▶ _ACTIVITY_: The word to look for is "flag". Report every line of the entries below that has it.
-------- DATA TO PROCESS --------
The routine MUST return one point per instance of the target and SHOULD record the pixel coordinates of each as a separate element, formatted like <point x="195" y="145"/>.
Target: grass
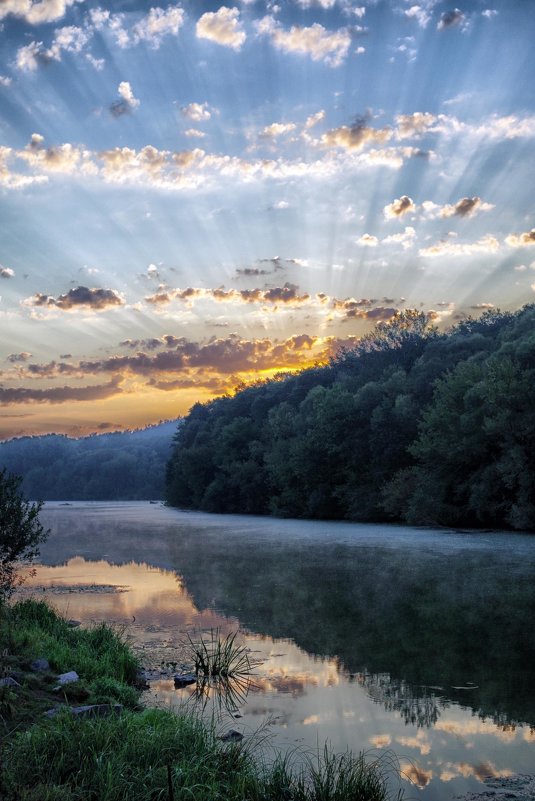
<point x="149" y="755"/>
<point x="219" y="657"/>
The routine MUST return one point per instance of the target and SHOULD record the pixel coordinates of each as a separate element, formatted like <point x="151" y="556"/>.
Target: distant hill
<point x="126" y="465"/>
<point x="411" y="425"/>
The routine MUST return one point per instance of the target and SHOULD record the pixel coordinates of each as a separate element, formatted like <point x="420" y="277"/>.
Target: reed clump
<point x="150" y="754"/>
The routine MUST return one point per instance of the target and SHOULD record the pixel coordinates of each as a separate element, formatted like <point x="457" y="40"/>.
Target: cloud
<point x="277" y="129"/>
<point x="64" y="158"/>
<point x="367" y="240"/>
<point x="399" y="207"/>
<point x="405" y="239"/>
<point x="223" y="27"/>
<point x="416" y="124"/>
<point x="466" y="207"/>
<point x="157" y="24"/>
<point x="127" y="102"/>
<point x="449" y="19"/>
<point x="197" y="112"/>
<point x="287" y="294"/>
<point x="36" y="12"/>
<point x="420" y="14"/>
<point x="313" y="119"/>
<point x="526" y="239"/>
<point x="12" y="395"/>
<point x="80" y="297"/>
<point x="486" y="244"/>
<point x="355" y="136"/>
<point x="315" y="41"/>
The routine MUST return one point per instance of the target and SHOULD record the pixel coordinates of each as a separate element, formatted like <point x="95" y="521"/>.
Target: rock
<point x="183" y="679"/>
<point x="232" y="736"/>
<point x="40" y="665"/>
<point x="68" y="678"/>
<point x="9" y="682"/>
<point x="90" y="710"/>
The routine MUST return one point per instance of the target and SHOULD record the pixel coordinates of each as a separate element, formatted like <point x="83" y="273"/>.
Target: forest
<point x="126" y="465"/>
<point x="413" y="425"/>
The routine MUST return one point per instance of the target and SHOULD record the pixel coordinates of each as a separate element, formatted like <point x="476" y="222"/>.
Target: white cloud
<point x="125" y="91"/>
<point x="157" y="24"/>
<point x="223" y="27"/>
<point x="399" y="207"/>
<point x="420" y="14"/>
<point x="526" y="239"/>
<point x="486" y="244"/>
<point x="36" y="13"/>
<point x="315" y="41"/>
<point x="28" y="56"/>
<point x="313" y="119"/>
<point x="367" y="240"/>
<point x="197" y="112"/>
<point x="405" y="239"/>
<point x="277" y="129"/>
--------
-------- DATA TO PROCESS --------
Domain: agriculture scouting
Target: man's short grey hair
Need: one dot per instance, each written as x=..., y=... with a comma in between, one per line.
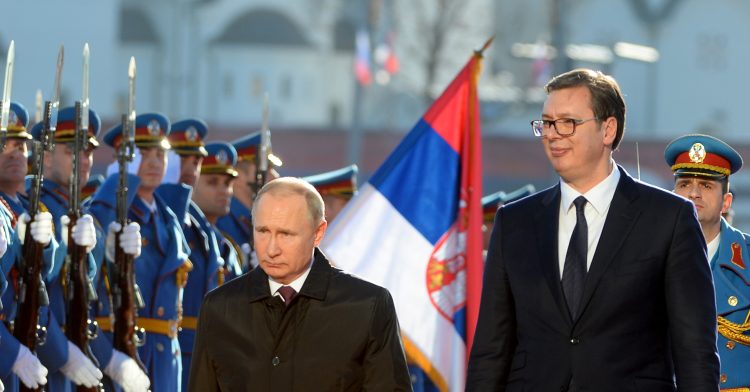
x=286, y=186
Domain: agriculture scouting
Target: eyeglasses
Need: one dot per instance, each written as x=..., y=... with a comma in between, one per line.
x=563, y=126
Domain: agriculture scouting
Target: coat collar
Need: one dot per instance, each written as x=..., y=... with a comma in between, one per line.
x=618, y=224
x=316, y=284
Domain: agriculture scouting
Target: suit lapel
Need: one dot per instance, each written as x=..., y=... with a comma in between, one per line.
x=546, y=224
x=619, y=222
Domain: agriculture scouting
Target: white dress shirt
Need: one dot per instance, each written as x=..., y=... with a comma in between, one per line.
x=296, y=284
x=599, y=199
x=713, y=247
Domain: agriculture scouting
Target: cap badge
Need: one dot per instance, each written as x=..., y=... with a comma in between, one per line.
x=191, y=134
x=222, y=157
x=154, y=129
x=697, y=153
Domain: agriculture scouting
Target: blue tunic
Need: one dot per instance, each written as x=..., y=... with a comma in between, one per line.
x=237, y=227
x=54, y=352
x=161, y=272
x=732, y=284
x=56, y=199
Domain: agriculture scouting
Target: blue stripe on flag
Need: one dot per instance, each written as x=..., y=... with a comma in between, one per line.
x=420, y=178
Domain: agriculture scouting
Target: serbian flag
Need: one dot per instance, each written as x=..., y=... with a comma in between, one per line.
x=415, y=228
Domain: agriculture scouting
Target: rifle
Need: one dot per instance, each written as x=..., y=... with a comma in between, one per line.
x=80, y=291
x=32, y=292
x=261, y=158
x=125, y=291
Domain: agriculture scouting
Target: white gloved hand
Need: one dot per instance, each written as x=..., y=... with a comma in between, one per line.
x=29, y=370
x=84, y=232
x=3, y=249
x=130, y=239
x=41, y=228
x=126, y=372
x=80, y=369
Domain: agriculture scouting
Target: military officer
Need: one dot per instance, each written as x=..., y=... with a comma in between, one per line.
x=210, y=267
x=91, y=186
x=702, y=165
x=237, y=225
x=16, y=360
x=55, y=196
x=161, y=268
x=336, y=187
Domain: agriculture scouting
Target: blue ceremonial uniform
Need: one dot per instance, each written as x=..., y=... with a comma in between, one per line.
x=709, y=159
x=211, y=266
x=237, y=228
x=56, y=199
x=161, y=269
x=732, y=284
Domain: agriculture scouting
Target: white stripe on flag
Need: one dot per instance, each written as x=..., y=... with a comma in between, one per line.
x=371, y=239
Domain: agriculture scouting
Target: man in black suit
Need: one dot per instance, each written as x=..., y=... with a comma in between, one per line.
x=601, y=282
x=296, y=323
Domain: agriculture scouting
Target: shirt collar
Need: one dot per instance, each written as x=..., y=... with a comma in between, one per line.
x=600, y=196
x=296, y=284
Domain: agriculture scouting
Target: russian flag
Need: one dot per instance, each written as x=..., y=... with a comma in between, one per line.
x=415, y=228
--------
▶ _ANSWER AREA_:
Target: blue stripe on flag
Target: serbian flag
Target: white stripe on flag
Target: russian flag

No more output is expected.